FRAGMENTO DE ORIGEN:
────

Conócete a ti mismo. Antaño, frase griega inscrita en el templo de Delfos. Hoy, mantra de los libros de autoayuda. Todos queremos ser nosotros mismos. Pero casi nadie lo es, pues se pretende construir esta identidad al margen de Dios, que es su Creador, principio, sentido y fin.

¿No te has fijado en que, hoy en día, todos intentan ser distintos, y acaban siendo todos iguales? La misma ropa, la misma ideología política, las mismas consignas que repiten sin pensar, la misma aceptación acrítica de modas absurdas, etc. En cambio, me parece que con los santos sucede exactamente lo contrario. Ellos intentan ser todos iguales, dado que miran y tratan de imitar al mismo modelo, Jesucristo. Y, sin embargo, acaban siendo todos diversos. Seguramente no se te ocurran muchos puntos en común entre San Francisco de Asís y San Fernando III, San Agustín y Santa Teresita de Lisieux.

────

INFORMACIÓN EXTRAÍDA:
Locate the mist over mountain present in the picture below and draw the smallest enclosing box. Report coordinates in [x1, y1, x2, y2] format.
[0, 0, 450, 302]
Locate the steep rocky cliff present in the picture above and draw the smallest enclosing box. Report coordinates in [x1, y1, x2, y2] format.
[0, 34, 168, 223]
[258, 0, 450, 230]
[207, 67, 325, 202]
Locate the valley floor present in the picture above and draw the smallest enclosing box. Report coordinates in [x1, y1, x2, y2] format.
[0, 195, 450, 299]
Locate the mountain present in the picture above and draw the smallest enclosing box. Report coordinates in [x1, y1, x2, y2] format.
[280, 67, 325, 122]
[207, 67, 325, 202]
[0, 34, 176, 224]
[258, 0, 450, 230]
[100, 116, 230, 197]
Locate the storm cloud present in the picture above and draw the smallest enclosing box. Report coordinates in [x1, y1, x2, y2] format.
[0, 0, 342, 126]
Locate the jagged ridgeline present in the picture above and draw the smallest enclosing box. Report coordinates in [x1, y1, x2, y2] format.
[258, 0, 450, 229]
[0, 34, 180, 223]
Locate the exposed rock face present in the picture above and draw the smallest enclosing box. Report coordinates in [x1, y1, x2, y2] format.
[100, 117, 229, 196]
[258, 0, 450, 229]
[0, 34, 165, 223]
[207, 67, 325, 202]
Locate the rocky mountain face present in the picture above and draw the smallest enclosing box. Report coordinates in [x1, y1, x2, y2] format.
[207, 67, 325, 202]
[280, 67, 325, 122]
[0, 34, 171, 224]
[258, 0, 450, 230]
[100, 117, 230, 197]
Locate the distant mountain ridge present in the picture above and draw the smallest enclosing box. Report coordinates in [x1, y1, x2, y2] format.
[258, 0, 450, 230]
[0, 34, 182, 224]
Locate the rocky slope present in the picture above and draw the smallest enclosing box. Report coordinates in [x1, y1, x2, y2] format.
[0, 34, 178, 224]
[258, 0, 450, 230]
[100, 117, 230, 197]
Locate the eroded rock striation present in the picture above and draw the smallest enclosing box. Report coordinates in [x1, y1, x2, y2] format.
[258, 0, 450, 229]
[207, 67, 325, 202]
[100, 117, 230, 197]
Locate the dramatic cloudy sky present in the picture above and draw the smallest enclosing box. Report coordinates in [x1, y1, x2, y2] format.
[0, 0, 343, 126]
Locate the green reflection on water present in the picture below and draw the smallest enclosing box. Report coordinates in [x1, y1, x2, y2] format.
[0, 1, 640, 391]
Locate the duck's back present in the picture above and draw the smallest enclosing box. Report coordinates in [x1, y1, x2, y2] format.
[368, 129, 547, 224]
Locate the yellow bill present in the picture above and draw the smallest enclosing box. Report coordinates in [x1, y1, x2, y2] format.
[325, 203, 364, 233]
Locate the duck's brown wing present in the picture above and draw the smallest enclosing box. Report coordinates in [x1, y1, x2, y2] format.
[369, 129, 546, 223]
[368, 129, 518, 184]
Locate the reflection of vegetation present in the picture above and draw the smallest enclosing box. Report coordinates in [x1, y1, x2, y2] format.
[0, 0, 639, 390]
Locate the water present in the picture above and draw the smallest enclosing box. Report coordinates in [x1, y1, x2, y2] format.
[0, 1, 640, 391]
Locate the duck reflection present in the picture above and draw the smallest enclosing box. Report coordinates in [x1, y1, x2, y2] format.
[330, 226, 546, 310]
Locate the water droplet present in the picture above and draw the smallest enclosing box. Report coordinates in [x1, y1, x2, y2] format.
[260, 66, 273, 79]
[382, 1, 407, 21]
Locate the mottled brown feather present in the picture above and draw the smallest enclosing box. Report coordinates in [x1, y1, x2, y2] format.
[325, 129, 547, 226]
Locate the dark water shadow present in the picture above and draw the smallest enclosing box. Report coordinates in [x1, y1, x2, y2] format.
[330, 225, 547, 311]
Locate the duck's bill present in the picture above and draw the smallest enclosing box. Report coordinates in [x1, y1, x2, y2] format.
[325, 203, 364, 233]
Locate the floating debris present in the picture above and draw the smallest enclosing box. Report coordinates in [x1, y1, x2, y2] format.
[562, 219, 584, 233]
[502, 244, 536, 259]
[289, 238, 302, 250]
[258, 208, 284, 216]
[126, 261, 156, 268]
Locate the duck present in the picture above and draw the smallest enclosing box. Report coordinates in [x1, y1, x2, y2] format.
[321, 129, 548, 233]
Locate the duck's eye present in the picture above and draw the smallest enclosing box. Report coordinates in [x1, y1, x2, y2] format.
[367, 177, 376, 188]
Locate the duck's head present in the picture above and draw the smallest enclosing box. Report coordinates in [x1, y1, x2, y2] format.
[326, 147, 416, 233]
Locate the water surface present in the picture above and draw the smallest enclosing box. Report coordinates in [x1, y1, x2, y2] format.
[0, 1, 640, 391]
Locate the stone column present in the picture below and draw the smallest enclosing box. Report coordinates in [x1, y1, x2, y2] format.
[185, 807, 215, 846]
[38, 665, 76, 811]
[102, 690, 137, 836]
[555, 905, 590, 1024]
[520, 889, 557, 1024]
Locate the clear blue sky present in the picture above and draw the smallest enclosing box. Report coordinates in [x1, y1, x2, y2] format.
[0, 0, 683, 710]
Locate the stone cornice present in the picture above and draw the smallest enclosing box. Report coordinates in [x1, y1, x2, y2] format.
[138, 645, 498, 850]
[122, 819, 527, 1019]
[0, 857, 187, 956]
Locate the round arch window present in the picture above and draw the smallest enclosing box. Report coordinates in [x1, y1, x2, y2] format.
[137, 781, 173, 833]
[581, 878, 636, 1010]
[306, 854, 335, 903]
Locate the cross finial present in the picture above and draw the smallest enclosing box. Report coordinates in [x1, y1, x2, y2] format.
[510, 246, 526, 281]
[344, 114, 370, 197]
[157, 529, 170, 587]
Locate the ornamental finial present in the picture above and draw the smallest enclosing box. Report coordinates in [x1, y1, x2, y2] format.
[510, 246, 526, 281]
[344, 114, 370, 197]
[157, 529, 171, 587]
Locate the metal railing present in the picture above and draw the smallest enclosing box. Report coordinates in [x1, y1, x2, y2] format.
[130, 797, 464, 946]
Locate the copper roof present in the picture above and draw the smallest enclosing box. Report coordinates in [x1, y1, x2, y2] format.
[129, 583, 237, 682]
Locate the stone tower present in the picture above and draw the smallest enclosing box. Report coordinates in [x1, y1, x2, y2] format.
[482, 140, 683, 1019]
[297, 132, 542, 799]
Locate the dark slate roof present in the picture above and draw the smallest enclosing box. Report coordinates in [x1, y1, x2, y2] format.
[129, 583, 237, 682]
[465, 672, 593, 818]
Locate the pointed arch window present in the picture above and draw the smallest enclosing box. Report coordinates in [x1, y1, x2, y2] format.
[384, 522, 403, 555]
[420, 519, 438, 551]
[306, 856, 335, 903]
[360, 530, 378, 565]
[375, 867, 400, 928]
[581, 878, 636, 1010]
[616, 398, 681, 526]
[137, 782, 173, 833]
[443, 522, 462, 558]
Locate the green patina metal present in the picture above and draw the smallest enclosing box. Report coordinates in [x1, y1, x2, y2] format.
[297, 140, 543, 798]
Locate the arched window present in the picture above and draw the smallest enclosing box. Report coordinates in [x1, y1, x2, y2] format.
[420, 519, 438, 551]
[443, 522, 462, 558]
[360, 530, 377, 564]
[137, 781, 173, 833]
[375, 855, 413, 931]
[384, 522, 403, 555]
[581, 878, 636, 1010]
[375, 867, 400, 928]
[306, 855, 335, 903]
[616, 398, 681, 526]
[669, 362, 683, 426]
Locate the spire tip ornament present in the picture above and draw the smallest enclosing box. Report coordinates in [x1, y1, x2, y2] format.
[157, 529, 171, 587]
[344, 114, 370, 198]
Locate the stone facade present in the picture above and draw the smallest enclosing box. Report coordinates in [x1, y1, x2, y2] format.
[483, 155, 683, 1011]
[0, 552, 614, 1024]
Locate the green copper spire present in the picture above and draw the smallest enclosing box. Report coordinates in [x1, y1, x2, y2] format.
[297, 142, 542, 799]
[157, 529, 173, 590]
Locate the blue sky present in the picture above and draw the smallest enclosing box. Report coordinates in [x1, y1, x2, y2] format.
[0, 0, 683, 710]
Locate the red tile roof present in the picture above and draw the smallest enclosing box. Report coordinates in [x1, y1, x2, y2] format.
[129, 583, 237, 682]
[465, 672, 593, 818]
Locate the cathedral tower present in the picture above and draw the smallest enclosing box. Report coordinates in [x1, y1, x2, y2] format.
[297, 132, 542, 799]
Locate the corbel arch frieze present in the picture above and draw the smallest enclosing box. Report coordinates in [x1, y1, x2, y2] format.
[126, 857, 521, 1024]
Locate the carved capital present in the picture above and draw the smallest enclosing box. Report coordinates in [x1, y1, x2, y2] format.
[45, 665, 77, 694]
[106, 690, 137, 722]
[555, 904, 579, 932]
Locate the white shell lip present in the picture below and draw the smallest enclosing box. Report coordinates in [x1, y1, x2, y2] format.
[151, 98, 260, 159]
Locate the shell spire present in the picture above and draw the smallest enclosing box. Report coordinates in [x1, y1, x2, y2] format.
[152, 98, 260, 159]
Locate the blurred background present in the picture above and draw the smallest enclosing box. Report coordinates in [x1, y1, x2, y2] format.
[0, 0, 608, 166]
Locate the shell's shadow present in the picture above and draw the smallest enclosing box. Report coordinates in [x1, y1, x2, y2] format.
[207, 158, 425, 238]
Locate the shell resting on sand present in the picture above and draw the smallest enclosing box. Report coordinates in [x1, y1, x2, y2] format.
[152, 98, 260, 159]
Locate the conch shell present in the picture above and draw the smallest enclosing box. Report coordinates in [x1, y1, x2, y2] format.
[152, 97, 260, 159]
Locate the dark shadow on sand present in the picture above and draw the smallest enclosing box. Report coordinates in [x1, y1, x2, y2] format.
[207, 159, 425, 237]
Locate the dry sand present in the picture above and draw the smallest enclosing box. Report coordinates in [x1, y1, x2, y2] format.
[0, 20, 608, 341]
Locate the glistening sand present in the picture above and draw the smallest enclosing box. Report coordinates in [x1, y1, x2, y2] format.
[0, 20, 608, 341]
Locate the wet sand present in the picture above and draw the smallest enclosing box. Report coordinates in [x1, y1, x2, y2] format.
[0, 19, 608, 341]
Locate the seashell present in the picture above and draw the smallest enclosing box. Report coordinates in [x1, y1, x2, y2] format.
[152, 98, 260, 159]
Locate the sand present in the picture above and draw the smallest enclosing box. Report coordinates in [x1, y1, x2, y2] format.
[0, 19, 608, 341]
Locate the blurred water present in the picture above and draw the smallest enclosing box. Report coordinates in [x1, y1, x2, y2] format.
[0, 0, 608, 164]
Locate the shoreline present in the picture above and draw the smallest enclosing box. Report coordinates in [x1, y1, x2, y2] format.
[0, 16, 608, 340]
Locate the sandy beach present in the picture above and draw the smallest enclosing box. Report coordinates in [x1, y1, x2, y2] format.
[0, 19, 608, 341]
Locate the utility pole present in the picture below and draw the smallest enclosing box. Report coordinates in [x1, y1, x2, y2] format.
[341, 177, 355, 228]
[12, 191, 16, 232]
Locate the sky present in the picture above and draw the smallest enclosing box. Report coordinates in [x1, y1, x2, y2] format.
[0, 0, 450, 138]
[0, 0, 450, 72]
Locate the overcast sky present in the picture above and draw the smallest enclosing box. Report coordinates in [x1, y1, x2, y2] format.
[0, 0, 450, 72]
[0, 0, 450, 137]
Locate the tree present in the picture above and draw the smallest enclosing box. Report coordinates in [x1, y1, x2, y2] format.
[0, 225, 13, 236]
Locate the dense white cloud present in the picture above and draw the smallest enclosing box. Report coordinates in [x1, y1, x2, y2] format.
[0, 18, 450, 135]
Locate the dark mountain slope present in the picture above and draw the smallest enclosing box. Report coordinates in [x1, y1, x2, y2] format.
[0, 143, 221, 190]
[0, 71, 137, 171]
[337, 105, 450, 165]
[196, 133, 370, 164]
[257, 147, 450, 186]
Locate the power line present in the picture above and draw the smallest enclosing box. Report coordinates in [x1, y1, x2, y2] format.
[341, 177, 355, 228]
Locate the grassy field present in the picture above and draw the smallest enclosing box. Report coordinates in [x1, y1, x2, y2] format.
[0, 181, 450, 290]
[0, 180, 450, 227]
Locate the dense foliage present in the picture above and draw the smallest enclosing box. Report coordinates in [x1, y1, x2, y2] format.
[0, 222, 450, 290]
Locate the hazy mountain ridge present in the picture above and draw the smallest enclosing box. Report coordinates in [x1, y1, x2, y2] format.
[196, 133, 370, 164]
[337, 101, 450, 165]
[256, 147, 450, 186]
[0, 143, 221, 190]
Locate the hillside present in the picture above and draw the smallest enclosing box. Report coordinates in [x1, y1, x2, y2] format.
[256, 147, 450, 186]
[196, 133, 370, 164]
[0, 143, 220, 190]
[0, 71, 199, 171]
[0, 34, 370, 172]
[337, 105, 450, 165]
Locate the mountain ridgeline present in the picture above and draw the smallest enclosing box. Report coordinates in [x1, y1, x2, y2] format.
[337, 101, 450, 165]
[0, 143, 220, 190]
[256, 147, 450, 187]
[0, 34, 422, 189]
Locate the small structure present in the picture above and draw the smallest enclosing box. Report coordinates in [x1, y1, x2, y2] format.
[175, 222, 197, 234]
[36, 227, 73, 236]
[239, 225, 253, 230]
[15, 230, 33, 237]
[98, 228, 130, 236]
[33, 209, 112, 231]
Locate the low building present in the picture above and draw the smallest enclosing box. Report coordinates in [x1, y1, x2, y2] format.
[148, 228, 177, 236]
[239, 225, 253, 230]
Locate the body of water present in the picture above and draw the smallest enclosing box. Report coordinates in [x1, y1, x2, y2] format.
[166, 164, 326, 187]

────

Prolonga el texto sobre el conocimiento de uno mismo y el ejemplo de los santos, empezando justo después de su última oración.

Una de las claves nos la da esta última, cuando describe el mundo como un gran jardín en el que hay toda clase de flores: rosas, lirios, margaritas, violetas, etc. Este es el jardín que Dios quiere. “Comprendí que si todas las florecitas quisieran ser rosas, la naturaleza perdería su gala primaveral” (Historia de un alma, capítulo 1). Esto es lo que promueve el mundo secular. Te dice que seas independiente, para que pierdas tus raíces y referencias y entonces poder manipularte mejor y llevarte a que seas el único estándar de éxito que él considera aceptable.

Florecillas del jardín de Dios

No es así con Dios. Hay gente que tiene miedo a perder su identidad si persigue la santidad, creyendo que entonces se va a convertir en un “cristiano tipo”. Es decir, una idea de cómo debe ser un cristiano que está basada o en algún cristiano que ha visto al que no le gustaría parecerse, o en una imagen burlesca y estereotipada.

También puede darnos miedo la manera de expresarse de San Juan Bautista, “Él tiene que crecer, y yo tengo que menguar” (Jn 3, 30) o de San Pablo, “vivo, pero no soy yo quien vive, es Cristo quien vive en mí” (Gál 2, 20). ¿Será entonces que, cuando uno se acerca a Dios, se pierde a sí mismo y se convierte en una marioneta?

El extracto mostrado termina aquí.